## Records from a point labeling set
________________________________________

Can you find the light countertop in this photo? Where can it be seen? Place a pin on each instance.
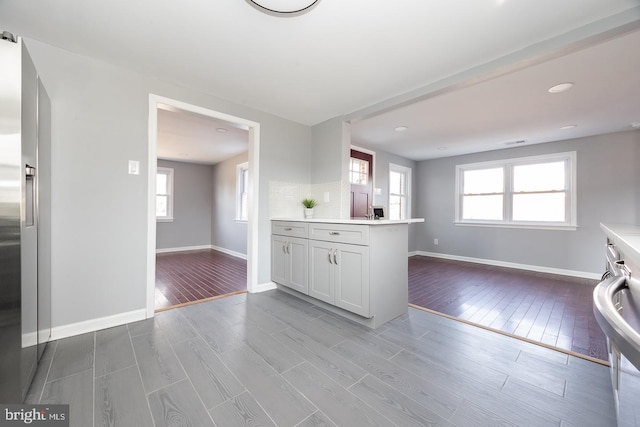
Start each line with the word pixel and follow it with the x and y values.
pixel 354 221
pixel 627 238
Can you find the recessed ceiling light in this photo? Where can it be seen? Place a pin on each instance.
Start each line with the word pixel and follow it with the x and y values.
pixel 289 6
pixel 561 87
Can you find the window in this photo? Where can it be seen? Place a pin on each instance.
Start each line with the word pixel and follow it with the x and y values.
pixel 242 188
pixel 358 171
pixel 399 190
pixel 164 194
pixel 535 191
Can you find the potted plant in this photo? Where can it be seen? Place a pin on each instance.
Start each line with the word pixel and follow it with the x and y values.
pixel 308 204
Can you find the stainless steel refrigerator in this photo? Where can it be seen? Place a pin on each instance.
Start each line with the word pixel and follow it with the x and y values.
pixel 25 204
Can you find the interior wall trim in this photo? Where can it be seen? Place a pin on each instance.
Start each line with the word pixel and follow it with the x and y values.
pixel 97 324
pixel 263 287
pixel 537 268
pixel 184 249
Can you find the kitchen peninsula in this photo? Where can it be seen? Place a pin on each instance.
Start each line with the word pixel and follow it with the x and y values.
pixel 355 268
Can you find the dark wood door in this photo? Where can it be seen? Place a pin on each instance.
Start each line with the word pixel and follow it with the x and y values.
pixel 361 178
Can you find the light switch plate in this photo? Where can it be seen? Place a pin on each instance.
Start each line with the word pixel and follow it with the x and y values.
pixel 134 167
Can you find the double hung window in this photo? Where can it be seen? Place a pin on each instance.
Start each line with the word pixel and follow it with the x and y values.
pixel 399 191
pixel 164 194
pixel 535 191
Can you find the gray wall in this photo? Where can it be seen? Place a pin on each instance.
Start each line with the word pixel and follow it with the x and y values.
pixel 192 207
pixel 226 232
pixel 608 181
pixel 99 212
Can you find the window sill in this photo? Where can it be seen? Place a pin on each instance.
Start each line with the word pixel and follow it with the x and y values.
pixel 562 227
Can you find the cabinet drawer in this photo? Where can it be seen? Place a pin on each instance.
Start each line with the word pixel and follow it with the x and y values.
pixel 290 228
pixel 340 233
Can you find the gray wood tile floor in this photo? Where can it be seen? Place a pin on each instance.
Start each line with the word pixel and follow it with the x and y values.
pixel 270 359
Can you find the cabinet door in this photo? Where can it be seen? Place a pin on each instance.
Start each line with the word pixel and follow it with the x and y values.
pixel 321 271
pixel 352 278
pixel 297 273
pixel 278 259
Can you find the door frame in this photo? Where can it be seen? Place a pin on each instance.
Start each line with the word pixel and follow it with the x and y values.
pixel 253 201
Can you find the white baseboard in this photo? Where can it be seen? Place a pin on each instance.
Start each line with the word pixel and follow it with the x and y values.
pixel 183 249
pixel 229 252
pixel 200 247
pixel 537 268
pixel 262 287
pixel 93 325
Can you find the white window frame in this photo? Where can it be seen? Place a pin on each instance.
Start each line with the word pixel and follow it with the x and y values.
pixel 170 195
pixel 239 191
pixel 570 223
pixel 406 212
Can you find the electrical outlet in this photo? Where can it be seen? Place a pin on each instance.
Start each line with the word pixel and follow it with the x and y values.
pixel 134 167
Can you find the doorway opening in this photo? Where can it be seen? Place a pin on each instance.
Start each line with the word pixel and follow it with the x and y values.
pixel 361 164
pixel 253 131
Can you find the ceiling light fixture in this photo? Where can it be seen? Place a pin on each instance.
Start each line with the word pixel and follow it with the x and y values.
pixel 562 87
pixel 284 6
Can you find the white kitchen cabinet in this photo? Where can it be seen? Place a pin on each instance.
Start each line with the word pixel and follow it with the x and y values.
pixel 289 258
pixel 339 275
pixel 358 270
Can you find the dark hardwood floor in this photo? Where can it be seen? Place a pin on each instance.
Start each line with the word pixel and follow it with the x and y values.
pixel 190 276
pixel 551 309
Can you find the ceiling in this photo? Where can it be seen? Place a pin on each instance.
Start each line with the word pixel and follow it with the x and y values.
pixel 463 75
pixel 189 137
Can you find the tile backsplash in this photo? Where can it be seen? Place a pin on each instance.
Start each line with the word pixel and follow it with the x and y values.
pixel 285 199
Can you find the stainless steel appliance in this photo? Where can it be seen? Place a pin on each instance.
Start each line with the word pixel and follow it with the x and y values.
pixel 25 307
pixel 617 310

________________________________________

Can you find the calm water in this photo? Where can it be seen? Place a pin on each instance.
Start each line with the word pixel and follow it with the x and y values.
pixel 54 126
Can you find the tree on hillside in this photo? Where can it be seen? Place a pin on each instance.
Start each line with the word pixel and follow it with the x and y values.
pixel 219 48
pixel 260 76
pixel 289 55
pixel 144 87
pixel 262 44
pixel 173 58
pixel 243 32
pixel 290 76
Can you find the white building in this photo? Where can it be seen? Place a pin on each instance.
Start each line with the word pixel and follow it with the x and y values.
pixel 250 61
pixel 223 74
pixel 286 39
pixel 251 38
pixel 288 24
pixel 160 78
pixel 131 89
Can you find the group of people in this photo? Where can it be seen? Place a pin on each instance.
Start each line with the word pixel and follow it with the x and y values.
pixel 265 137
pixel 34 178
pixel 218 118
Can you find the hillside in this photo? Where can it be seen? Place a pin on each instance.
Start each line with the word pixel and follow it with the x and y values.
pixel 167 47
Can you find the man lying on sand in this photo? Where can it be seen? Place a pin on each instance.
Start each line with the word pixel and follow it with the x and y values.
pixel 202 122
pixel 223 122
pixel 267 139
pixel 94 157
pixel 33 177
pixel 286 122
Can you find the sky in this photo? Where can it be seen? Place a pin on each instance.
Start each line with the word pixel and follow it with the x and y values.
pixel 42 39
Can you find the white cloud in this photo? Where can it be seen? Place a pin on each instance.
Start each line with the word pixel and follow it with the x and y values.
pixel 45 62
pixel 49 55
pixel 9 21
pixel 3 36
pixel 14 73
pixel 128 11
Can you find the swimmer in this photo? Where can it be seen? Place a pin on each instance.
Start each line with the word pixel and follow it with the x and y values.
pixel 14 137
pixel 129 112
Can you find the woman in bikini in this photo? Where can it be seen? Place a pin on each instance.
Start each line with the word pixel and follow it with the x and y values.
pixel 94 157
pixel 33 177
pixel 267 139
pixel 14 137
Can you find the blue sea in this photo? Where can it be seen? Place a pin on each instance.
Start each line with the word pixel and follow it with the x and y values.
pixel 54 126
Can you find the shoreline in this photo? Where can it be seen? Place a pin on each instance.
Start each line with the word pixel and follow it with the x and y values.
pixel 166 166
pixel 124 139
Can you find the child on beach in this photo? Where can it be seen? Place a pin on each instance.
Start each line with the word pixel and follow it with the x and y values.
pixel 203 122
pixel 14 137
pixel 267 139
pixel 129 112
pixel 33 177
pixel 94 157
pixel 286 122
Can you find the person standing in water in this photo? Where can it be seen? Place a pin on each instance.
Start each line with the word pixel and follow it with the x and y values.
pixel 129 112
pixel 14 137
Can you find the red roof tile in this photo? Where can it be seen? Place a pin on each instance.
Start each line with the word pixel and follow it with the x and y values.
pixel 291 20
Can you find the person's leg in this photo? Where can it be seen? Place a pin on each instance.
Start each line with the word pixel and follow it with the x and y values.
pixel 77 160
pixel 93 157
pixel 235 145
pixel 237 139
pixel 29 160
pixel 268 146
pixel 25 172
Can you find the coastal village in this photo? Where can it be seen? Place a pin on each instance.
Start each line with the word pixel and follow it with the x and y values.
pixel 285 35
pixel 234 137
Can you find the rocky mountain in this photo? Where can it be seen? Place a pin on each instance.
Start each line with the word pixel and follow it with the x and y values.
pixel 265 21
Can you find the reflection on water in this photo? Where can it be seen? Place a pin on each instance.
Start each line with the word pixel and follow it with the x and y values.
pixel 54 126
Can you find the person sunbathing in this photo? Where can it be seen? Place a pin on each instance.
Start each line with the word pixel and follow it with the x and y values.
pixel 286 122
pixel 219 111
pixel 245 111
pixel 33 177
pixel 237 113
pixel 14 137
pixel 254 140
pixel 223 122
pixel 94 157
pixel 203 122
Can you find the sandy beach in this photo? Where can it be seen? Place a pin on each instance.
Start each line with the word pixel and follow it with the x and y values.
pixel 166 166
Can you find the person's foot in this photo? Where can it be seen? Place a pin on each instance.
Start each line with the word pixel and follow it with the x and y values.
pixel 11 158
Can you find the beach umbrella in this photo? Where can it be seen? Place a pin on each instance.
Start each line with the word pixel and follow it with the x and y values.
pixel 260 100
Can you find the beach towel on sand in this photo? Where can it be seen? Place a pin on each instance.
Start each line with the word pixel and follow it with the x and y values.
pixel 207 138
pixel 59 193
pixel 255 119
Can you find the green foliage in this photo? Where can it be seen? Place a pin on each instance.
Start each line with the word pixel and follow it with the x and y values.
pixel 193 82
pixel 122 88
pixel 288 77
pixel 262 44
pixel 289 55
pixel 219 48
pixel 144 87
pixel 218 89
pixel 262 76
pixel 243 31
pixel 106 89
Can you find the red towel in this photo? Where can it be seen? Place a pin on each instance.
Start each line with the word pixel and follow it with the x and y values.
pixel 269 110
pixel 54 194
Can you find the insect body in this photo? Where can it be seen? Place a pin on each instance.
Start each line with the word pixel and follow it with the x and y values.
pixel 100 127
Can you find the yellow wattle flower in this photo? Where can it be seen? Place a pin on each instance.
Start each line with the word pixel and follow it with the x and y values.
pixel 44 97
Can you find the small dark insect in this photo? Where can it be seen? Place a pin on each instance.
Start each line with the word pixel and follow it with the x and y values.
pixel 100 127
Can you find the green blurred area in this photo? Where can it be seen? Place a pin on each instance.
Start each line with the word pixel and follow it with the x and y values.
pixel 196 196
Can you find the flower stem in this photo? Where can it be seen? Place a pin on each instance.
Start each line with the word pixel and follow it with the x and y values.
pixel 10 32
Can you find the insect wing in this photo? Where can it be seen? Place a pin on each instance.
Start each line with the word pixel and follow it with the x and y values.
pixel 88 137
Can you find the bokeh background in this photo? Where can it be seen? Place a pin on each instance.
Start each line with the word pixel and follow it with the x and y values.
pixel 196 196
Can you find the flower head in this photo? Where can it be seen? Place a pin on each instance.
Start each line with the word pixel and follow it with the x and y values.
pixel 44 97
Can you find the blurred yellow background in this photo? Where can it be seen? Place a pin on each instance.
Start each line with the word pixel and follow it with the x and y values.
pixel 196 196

________________________________________

## SET PROBLEM
Could you write out, word for word, the lines of the items beginning at the line that contains "Can you find the sky" and stopping after the line that contains "pixel 42 39"?

## TASK SOLUTION
Can you find the sky in this photo? Where can it be seen? Place a pin on each instance.
Start each line with the word pixel and follow it with the x and y values.
pixel 42 39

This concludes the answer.